# [Exercise description]
Extract everything from the line containing "Mark the sliced" down to the last of the lines below, copying each one verbatim.

[Rows from a pointing dataset]
##############################
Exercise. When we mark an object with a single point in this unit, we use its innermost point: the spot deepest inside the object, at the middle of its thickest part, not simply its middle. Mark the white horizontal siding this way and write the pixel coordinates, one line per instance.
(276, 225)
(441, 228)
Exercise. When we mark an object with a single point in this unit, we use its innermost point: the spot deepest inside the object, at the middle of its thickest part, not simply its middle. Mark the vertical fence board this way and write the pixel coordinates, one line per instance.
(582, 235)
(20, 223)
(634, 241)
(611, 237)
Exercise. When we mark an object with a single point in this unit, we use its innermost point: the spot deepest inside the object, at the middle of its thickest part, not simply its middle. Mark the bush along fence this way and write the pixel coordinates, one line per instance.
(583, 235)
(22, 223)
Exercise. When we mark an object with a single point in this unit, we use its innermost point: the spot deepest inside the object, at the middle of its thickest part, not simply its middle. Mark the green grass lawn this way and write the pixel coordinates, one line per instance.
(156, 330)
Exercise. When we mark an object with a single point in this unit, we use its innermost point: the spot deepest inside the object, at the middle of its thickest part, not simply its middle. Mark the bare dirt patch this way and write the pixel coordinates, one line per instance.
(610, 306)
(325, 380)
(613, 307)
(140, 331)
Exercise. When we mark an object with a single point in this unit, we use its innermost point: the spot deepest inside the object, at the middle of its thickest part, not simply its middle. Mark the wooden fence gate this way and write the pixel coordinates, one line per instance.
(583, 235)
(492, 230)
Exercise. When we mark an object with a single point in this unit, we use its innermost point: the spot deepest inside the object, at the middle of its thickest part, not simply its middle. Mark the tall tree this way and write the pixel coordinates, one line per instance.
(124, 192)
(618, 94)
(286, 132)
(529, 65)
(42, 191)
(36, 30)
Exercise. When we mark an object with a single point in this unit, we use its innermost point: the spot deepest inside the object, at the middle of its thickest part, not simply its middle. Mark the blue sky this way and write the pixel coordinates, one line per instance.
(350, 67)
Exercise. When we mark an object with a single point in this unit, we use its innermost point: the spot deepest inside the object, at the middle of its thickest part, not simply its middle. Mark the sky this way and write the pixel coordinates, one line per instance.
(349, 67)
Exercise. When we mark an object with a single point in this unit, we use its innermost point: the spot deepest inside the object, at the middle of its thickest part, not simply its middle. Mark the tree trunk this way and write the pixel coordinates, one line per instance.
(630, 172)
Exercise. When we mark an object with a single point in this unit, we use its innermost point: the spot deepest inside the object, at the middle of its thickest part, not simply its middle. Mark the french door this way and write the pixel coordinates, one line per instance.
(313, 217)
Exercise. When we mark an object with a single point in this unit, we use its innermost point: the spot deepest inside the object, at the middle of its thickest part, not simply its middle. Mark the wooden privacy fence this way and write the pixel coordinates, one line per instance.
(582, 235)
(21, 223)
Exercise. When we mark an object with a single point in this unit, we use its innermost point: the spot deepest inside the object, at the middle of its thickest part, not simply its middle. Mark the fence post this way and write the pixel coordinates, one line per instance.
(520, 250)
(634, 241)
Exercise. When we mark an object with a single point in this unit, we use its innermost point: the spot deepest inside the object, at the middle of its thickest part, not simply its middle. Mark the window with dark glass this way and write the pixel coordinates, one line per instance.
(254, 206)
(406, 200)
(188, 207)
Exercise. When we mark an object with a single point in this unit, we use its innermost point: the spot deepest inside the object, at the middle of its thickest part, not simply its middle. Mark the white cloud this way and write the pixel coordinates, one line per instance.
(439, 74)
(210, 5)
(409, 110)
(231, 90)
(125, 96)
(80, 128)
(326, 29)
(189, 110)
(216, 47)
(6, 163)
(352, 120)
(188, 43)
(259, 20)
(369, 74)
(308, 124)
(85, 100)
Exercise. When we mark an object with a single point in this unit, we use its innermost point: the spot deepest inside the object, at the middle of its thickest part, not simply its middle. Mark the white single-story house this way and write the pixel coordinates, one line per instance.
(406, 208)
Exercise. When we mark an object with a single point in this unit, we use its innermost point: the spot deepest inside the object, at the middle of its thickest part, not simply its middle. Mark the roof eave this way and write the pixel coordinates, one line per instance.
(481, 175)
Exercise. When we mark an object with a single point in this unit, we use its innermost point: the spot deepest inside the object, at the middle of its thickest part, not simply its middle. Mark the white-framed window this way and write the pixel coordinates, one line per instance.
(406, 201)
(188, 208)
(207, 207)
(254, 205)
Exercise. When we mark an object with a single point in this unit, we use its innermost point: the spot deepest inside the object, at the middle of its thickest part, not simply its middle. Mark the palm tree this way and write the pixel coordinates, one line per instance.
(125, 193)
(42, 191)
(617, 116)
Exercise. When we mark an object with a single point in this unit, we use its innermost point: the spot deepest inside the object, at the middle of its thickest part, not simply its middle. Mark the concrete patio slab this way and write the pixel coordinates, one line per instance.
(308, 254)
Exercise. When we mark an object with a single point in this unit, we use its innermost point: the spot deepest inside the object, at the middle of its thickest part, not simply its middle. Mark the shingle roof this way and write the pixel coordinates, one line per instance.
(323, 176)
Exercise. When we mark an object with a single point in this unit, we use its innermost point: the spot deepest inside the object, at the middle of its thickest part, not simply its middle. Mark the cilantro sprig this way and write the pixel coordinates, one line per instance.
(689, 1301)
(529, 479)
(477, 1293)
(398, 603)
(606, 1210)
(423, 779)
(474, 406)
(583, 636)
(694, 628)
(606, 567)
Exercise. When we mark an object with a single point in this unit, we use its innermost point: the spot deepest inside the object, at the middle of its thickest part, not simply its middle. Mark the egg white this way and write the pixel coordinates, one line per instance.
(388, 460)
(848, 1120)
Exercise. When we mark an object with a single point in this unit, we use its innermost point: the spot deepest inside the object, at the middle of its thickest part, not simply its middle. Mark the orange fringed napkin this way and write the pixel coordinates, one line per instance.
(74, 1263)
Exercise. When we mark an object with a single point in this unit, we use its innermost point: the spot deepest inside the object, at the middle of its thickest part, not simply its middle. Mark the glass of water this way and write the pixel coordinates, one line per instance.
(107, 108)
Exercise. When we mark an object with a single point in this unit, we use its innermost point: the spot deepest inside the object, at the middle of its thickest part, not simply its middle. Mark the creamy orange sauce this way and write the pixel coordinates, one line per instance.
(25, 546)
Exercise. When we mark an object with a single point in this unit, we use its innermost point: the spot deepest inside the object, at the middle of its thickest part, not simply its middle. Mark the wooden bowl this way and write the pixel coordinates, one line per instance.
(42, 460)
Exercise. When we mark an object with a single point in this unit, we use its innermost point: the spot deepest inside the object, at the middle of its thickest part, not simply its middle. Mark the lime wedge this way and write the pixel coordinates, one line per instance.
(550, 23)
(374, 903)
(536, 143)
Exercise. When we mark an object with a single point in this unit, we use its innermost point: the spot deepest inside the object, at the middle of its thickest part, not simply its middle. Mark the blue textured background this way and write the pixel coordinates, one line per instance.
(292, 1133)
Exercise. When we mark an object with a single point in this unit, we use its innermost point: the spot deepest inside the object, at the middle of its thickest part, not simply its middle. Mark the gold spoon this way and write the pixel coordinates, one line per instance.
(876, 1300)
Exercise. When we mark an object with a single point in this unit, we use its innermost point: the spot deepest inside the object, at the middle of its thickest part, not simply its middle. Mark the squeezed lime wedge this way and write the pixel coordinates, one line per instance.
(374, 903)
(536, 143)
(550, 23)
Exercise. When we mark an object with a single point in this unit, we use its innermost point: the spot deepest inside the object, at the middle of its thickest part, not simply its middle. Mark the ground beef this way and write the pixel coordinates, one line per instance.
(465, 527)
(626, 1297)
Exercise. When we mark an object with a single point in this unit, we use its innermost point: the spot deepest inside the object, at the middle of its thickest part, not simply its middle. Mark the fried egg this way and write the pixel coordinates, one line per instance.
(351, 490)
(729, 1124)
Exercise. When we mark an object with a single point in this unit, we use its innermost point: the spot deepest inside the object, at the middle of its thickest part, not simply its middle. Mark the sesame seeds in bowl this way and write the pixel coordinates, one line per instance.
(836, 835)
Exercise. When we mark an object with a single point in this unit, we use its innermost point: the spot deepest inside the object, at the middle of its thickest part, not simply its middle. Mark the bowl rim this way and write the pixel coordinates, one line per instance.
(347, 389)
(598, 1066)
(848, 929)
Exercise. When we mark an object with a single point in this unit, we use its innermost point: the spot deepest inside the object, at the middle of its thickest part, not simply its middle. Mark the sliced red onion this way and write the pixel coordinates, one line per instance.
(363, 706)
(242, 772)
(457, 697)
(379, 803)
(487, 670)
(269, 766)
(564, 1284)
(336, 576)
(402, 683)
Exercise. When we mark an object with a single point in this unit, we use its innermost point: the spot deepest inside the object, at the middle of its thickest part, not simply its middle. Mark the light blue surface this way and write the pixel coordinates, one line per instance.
##############################
# [Response]
Exercise. When we mark an object with a single point in this unit, we use its innermost point: the spot deepest inside the object, at the middle of its thickest part, not simply its middle. Mark the sliced red onion this way and write the pixel coordinates, one line per instance.
(363, 706)
(242, 772)
(457, 697)
(379, 803)
(487, 670)
(269, 766)
(564, 1284)
(336, 576)
(402, 683)
Exercise. When we mark an object with a single point in this unit, we use its innermost point: the spot deepest inside the object, at the middle of its thickest part, not simply its middle. Mark the light blue surface this way and write the pixel coordinates, one line per instance.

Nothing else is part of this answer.